**PROVIDED ENTRIES**
....................
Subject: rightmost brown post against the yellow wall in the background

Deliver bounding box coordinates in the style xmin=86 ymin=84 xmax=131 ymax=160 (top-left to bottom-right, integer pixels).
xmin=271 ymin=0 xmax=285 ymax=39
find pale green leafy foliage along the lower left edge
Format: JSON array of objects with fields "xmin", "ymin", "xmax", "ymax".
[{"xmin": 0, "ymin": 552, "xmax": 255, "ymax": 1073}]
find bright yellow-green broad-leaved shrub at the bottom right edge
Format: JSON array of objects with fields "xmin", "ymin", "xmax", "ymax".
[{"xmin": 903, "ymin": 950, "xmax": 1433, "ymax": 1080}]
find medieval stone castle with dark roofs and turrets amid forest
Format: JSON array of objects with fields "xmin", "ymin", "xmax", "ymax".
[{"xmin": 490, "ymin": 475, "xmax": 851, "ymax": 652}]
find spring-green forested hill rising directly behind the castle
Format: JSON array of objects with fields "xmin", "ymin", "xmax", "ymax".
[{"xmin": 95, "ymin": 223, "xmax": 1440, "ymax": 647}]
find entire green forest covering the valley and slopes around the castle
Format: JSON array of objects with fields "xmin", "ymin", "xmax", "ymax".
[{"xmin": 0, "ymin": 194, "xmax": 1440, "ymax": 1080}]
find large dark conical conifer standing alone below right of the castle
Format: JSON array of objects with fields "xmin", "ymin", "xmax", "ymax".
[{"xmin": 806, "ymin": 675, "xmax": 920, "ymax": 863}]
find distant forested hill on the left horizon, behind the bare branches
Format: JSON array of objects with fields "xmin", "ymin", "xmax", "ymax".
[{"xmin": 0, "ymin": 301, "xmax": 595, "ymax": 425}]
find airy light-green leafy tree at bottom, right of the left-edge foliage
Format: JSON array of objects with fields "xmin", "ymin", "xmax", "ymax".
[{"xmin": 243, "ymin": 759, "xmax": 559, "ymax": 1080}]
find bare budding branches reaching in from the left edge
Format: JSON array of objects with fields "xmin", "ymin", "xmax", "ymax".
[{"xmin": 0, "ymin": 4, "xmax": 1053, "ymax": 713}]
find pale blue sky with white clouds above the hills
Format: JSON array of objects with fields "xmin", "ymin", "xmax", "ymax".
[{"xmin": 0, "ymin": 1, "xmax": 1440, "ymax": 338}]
....................
**TASK INSTRUCTIONS**
Reproduce the material above in full, word for word.

**SOLUTION TO THIS PROBLEM**
Subject: rightmost brown post against the yellow wall in the background

Deliver bounding box coordinates in the style xmin=86 ymin=84 xmax=131 ymax=160 (top-left to bottom-right, integer pixels).
xmin=271 ymin=0 xmax=285 ymax=39
find pale green leafy foliage along the lower left edge
Format: JSON array of objects with fields "xmin", "ymin", "xmax", "ymax".
[{"xmin": 0, "ymin": 552, "xmax": 255, "ymax": 1073}]
find bright yellow-green broad-leaved shrub at the bottom right edge
Format: JSON array of objects with fields "xmin", "ymin", "xmax", "ymax".
[{"xmin": 903, "ymin": 950, "xmax": 1433, "ymax": 1080}]
find medieval stone castle with dark roofs and turrets amid forest
Format: JSON array of objects with fields "xmin", "ymin", "xmax", "ymax".
[{"xmin": 490, "ymin": 475, "xmax": 851, "ymax": 652}]
find spring-green forested hill rising directly behind the castle
Format: JSON array of objects with fields "xmin", "ymin", "xmax", "ymax".
[{"xmin": 95, "ymin": 223, "xmax": 1440, "ymax": 647}]
find entire green forest covering the valley and slopes around the castle
Format: JSON array of objects with fields "xmin", "ymin", "xmax", "ymax".
[{"xmin": 0, "ymin": 194, "xmax": 1440, "ymax": 1080}]
find large dark conical conifer standing alone below right of the castle
Format: JSON array of objects with fields "xmin", "ymin", "xmax", "ymax".
[{"xmin": 806, "ymin": 675, "xmax": 920, "ymax": 863}]
find distant forested hill on the left horizon, behind the bare branches
Format: JSON array of objects with fields "xmin", "ymin", "xmax", "ymax".
[{"xmin": 0, "ymin": 301, "xmax": 595, "ymax": 425}]
find airy light-green leafy tree at bottom, right of the left-edge foliage
Format: JSON array of objects with fields "xmin", "ymin", "xmax", "ymax".
[{"xmin": 243, "ymin": 759, "xmax": 559, "ymax": 1080}]
find bare budding branches reaching in from the left edge
Format: JSON array of objects with fields "xmin", "ymin", "xmax", "ymax".
[{"xmin": 0, "ymin": 4, "xmax": 1053, "ymax": 713}]
find pale blue sky with white clouds above the hills
Format: JSON array of objects with fields "xmin", "ymin", "xmax", "ymax".
[{"xmin": 0, "ymin": 1, "xmax": 1440, "ymax": 338}]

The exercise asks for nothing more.